Exercise objective. Rewrite the rows below, replacing every instance of "one marker" with "a single marker" and leaving everything else unchanged.

(Dataset rows on where objects appear)
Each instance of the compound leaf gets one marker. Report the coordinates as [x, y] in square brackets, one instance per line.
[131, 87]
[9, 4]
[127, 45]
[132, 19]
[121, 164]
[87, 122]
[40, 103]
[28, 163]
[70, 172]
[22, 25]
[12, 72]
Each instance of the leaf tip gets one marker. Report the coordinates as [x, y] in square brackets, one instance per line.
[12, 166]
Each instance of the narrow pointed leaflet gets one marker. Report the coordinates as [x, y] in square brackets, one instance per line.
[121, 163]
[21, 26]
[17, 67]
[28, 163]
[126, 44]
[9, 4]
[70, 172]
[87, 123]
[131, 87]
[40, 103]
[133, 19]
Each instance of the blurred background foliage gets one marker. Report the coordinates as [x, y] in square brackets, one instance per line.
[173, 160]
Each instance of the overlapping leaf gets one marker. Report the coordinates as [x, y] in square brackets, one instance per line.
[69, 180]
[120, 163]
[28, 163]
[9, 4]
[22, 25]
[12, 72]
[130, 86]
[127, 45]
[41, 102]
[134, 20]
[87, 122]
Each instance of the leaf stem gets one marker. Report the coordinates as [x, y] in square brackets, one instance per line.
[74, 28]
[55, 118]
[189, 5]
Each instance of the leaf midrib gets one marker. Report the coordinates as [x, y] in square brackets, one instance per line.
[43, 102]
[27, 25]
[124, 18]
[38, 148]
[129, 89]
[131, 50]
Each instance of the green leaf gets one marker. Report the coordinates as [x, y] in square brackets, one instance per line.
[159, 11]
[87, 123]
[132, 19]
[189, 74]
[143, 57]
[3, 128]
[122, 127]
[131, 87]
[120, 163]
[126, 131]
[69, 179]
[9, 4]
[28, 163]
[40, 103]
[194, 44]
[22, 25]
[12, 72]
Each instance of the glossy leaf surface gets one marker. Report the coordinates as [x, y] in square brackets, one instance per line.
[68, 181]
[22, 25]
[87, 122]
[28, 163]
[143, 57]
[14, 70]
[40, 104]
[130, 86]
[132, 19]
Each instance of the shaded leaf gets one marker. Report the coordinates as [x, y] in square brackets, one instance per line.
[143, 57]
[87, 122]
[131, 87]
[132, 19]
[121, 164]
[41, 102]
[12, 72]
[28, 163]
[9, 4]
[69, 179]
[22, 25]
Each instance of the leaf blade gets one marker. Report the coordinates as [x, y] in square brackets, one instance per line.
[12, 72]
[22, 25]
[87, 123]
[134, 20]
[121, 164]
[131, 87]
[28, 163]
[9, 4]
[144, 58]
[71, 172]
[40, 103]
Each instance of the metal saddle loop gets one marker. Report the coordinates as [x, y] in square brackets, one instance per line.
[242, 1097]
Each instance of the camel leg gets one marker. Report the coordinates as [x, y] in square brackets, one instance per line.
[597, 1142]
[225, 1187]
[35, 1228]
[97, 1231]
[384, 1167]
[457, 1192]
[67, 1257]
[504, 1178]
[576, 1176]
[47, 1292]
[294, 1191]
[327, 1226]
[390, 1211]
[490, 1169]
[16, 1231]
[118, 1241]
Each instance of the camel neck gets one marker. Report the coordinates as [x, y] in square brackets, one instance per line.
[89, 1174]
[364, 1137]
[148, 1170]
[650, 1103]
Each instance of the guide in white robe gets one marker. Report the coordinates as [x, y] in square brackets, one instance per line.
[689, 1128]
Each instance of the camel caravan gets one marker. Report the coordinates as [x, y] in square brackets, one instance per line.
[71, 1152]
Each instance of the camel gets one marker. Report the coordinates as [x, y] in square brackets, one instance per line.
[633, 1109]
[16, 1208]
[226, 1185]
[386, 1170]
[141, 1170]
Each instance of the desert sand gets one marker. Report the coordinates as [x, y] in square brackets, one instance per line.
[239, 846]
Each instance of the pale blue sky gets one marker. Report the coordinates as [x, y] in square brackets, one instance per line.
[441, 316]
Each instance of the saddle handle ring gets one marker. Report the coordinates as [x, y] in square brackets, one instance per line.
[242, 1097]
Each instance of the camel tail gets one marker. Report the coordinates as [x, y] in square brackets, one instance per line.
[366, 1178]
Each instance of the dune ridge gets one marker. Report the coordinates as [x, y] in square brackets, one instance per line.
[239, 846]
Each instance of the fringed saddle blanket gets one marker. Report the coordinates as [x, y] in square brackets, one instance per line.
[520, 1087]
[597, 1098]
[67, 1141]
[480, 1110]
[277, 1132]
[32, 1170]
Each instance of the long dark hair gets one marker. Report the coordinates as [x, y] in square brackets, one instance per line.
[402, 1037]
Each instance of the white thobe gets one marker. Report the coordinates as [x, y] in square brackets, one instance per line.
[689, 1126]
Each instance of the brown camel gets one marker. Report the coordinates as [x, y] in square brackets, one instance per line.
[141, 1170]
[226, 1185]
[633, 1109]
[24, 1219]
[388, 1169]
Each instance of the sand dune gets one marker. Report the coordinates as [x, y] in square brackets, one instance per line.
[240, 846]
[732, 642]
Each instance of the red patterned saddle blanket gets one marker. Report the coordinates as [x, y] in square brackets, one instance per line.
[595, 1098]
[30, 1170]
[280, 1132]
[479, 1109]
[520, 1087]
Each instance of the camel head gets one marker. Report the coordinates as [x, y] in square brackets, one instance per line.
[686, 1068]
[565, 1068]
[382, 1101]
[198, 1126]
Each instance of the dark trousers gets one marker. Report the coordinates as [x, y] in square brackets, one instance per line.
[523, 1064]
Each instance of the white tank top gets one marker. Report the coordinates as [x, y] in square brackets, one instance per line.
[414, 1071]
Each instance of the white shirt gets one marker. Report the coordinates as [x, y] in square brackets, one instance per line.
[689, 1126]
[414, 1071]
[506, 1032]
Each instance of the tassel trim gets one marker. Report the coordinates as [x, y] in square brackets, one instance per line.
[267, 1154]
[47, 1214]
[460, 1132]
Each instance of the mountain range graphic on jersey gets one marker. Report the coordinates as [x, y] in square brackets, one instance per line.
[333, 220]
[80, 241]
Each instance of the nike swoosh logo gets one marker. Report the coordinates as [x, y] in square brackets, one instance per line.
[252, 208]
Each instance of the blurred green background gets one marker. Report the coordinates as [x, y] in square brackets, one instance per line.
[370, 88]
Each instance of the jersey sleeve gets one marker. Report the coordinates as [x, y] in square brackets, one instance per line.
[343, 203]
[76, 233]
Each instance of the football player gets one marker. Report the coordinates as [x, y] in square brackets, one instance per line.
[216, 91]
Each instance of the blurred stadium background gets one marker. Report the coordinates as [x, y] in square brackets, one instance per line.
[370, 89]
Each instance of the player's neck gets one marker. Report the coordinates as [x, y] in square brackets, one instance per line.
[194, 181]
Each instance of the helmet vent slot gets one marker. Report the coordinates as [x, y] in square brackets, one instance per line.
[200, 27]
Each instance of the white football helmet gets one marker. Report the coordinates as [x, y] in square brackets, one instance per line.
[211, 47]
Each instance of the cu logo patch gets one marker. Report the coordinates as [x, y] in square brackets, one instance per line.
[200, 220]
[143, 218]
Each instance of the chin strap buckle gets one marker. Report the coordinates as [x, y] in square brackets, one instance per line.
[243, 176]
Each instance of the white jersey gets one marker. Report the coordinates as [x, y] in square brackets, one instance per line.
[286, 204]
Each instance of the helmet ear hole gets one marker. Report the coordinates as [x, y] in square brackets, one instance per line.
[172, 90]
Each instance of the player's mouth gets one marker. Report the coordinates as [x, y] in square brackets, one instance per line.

Correct result.
Each instance of the compound leaf gets a single marker. Report the coordinates as [x, y] in square brackets, one instance per line.
[131, 87]
[9, 4]
[127, 45]
[132, 19]
[121, 164]
[87, 122]
[40, 103]
[28, 163]
[70, 172]
[22, 25]
[12, 72]
Each instance of the leaf tip gets a single marker. Report the coordinates as [x, y] in square brackets, one instance per line.
[12, 166]
Each instance of the narrow pointed leaflet gets a single marker. Report the coordinates as [x, y] in square brackets, one instance per line.
[121, 163]
[21, 26]
[17, 67]
[28, 163]
[126, 44]
[9, 4]
[70, 172]
[87, 123]
[131, 87]
[40, 103]
[133, 19]
Each instance of the blurred background foliage gets a single marker. Report the coordinates as [x, y] in square brackets, one instance per line.
[173, 160]
Each instance of the overlapping leaf gets a single marker. Report the coordinates as [x, y] in square brackets, one instance per line.
[69, 180]
[120, 163]
[28, 163]
[9, 4]
[22, 25]
[12, 72]
[130, 86]
[127, 45]
[41, 102]
[134, 20]
[87, 122]
Each instance of the leaf stem gets a single marker. Report the coordinates as [x, y] in square brackets, one instance per line.
[74, 28]
[55, 118]
[189, 5]
Each instance of the leaf midrib gets a single marker. Report the coordinates as [x, y] in square brackets, one instance per line.
[43, 102]
[27, 25]
[124, 18]
[38, 148]
[129, 89]
[131, 50]
Each instance of the green leaf gets a single marker. Report the coordinates as [x, y] in square brackets, one instance per line.
[159, 11]
[87, 123]
[132, 19]
[189, 74]
[143, 57]
[3, 128]
[122, 127]
[131, 87]
[120, 163]
[126, 131]
[69, 179]
[9, 4]
[28, 163]
[40, 103]
[194, 44]
[22, 25]
[12, 72]
Each instance of the glossy leaf surface gets a single marker. Report the coordinates as [x, y] in square brackets, one instance per line.
[68, 181]
[22, 25]
[87, 122]
[28, 163]
[143, 57]
[14, 70]
[40, 104]
[130, 86]
[132, 19]
Each instance of the shaded leaf gets a single marker. Report the coordinates as [x, y] in square brackets, one instance per line.
[143, 57]
[87, 122]
[131, 87]
[132, 19]
[121, 164]
[41, 102]
[12, 72]
[28, 163]
[9, 4]
[69, 179]
[22, 25]
Each instance of the leaf blade gets a single marker. Report the coordinates as [x, y] in square brackets, one instance per line.
[12, 72]
[22, 25]
[87, 123]
[134, 20]
[121, 164]
[131, 87]
[28, 163]
[9, 4]
[144, 58]
[71, 172]
[40, 103]
Each instance of the metal saddle loop gets a single marker. Report the coordinates as [x, y] in square brackets, one instance per line.
[242, 1097]
Each instance of the camel leg gets a single marker. Report the coordinates as [x, y] in square brackets, one instance per line.
[597, 1142]
[225, 1187]
[35, 1228]
[97, 1231]
[384, 1167]
[457, 1192]
[67, 1257]
[504, 1178]
[576, 1176]
[47, 1292]
[294, 1191]
[327, 1226]
[390, 1211]
[490, 1169]
[16, 1231]
[118, 1241]
Each instance of the camel neck gets a single marker. Report the coordinates as [x, y] in square brackets, one instance per line.
[89, 1174]
[364, 1137]
[148, 1170]
[650, 1103]
Each instance of the guide in white robe gets a single marker. Report the coordinates as [x, y] in square brackets, one instance per line.
[689, 1128]
Each instance of the camel caravan gets a single marker. Report the coordinates as [x, y] in square brackets, one instance per line.
[71, 1152]
Each instance of the camel gets a single marker. Report the coordinates as [x, y] in square brackets, one instance per line.
[633, 1109]
[16, 1208]
[226, 1185]
[386, 1170]
[141, 1170]
Each instance of the desert sand gets a single marker. Report the coordinates as [x, y] in square brackets, one instance per line.
[239, 846]
Each instance of the pale blue sky gets a single marker. Report the coordinates as [x, y] in square brackets, one instance per line.
[441, 316]
Each instance of the saddle handle ring gets a single marker. Report the coordinates as [x, y] in square brackets, one instance per line.
[242, 1097]
Each instance of the camel tail gets a single marker. Report the coordinates as [x, y] in square brackets, one instance per line.
[366, 1178]
Each instance of the dune ridge gets a single marker. Report the coordinates as [x, y] in square brackets, one instance per line.
[239, 846]
Each instance of the fringed saddle blanket gets a single marker. Report the coordinates as [x, y] in square brackets, one instance per line.
[520, 1087]
[597, 1098]
[67, 1141]
[480, 1110]
[277, 1132]
[32, 1170]
Each instance of the long dark hair gets a single marker. Report the coordinates as [x, y] in square brackets, one instance per line.
[402, 1037]
Each instance of the white thobe gets a single marker. Report the coordinates as [x, y] in square brackets, one instance per line.
[689, 1126]
Each instance of the brown camel gets a single marker. Report the coordinates as [x, y] in square brackets, one instance per line.
[141, 1170]
[226, 1185]
[633, 1109]
[24, 1219]
[388, 1169]
Each instance of the sand dune gets a single marker. Report the coordinates as [x, y] in square brackets, one instance per line.
[240, 846]
[732, 642]
Each instance of the red patterned saddle blanket gets a single marker. Report the coordinates as [x, y] in square brackets, one instance per line.
[595, 1098]
[30, 1170]
[280, 1132]
[479, 1109]
[520, 1087]
Each instance of the camel head gets a single marker. Report the coordinates as [x, y] in square brackets, one instance per line.
[686, 1068]
[565, 1068]
[382, 1101]
[198, 1126]
Each instance of the dark trousers gets a single marker. Report the coordinates as [x, y] in square brackets, one instance per line.
[523, 1064]
Each instance of the white tank top gets a single marker. Report the coordinates as [x, y] in square brackets, one instance per line.
[414, 1071]
Each instance of the white shirt gets a single marker. Report the coordinates as [x, y] in square brackets, one instance per line.
[689, 1126]
[414, 1071]
[506, 1032]
Each instance of the tassel trim gets a single marker. Report the coordinates as [x, y] in square brackets, one instance per line.
[267, 1154]
[47, 1214]
[460, 1132]
Each instance of the mountain range graphic on jersey gets a single marker. Report the coordinates as [x, y] in square brackets, one instance per line.
[333, 220]
[80, 241]
Each instance of the nike swoosh logo gets a single marker. Report the coordinates as [x, y] in square brackets, one instance per line.
[252, 208]
Each instance of the blurred green background gets a single marker. Report the coordinates as [x, y] in square brackets, one instance per line.
[370, 88]
Each instance of the jersey sleeve gets a single marker. Report the coordinates as [x, y] in square brackets, one instance per line.
[343, 203]
[76, 233]
Each instance of the football player gets a single marker. Report the coordinates as [x, y] in square brackets, one instance per line.
[216, 91]
Each instance of the blurred stadium background gets a single marker. Report the coordinates as [x, y] in square brackets, one instance per line.
[370, 89]
Each instance of the player's neck gets a single marker. Report the coordinates as [x, y] in square brackets, one instance per line.
[194, 181]
Each instance of the helmet vent slot gets a single marker. Report the coordinates as [x, y] in square brackets, one instance per line.
[200, 27]
Each instance of the white football helmet gets a single marker. Report the coordinates as [x, y] in square brackets, one instance per line.
[211, 47]
Each instance of the cu logo patch gets a single marker. Report the coordinates as [x, y] in square brackets, one instance per line.
[200, 220]
[143, 218]
Each instance of the chin strap buckle gets a single marker. Report the coordinates as [x, y] in square brackets, one instance per line.
[243, 176]
Each instance of the white jersey gets a single marker. Report the coordinates as [x, y] in square brackets, one instance per line.
[286, 204]
Each instance of the helmet ear hole gets a single marker. Report the coordinates as [x, y] in square brackets, one instance per line.
[172, 90]
Each instance of the player's mouth gets a single marker. Report the coordinates as [x, y] in square brackets, one instance per line.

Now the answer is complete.